[START OF Source extract]
Why do you think there are so many drug rips? ․ Nobody is going to tell on you because nobody is going to believe you. Not today. Not in this courtroom. Not in this case. Don't let that happen. Those witnesses were credible. Why would they lie?
And think about everything they went through to get up here. Because you heard those investigators. This is Atlanta. People don't come in and talk to the police. People don't just talk to the police, you know, and understandably. These guys didn't think the police were going to believe them.
Those witnesses were credible. They deserve your respect, not being mocked. Think about –think about what they went through when Daniel Alexander gets on the stand, and the defense lawyer says to him, what kind of normal human being does what you did? Basically, telling him, you are not a normal human being. What is that, what is he, an animal? What is that? Think about that. Why would anybody come forward in Atlanta? Why would anybody come forward, have to get on the stand, and be put through what they were put through by these lawyers. ․ Think about what they went through and still told the truth, same truth they told in 2012, and honor that.
[END OF Source extract]
#### Written exercise A
Write out the closing argument about witness credibility from "Why do you think" to "to believe them.".
#### Written exercise B
Answer these questions from the closing argument about witness credibility.
(i) Which city does the speaker say people there don't come in and talk to the police?
(ii) Which witness is named as being on the stand?
(iii) In what year did the witnesses first tell the truth they repeated?
#### Written exercise C
Extend the closing argument about witness credibility with what comes after its last sentence.
[START OF Provided information]
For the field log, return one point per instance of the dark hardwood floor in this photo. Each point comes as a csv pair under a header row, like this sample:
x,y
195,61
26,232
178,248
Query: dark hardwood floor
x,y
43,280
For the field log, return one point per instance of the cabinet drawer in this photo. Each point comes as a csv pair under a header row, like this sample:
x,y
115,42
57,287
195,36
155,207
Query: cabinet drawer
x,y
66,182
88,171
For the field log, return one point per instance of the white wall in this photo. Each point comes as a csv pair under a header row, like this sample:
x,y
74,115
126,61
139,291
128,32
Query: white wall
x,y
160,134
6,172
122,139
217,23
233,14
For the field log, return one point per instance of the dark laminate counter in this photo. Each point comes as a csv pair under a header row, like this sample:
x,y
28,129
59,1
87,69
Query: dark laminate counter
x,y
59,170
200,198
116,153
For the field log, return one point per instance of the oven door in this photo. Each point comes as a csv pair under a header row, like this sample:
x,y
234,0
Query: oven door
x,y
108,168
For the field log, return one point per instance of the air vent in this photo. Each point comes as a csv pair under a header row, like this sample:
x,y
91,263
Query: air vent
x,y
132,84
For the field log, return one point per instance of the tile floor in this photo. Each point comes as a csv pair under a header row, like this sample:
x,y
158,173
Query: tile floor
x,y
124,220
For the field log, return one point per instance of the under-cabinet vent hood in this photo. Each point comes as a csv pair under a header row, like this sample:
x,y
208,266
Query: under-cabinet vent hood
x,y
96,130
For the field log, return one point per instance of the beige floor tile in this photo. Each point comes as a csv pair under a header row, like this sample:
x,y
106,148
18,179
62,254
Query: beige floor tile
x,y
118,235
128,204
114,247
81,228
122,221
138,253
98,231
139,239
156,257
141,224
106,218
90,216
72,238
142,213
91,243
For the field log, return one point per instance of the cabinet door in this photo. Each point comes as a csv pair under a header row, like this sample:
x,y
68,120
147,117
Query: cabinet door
[END OF Provided information]
#### Task answer A
Why do you think there are so many drug rips? ․ Nobody is going to tell on you because nobody is going to believe you. Not today. Not in this courtroom. Not in this case. Don't let that happen. Those witnesses were credible. Why would they lie?
And think about everything they went through to get up here. Because you heard those investigators. This is Atlanta. People don't come in and talk to the police. People don't just talk to the police, you know, and understandably. These guys didn't think the police were going to believe them.

#### Task answer B
(i) Atlanta
(ii) Daniel Alexander
(iii) 2012

#### Task answer C
What you had was scared, scared, scared young guys. And he's being bullied by the cops, and he lied. Is that so unbelievable they wouldn't want to say they [were] going to buy weed? That's the truth.
I'm asking you to believe the witnesses. To respect them. Treat them with the same respect you treat anybody. Because their – these lives, Daniel's life, Jamol's life, [Antonias Williams]'s life, they matter. They matter, okay.
[I]f you are tempted to be like, you know what, they all had guns, they are all – you know. If you start thinking that way, I want you to imagine the same facts, only instead of Yates Road, these guys are from up in Alpharetta, up in – no up in Suburban Cobb County. And they came down with Daddy's hunting rifle, and they went over to Hickory Park. Why should those folks get any more credence than Daniel Alexander and Jamol Alexander and Cimieon? Why should they get any more justice than [Antonias Williams]? Everyone has got [a] right to be believed until proven otherwise, and they were not proven otherwise in this courtroom.
When a prosecutor makes closing statements urging jurors to draw a conclusion from the trial evidence that a witness is credible, a defense counsel's failure to object does not constitute deficient performance because such statements are not improper. See Mason v. State, 274 Ga. 79 (2) (b) ( 548 SE2d 298) (2001). Here, the prosecutor was not giving his personal opinion about the veracity of the witnesses, but rather was permissibly arguing for the jurors to come to the conclusion that the witnesses were believable based on the evidence presented. Counsel was not deficient for failing to object. Id. at 80.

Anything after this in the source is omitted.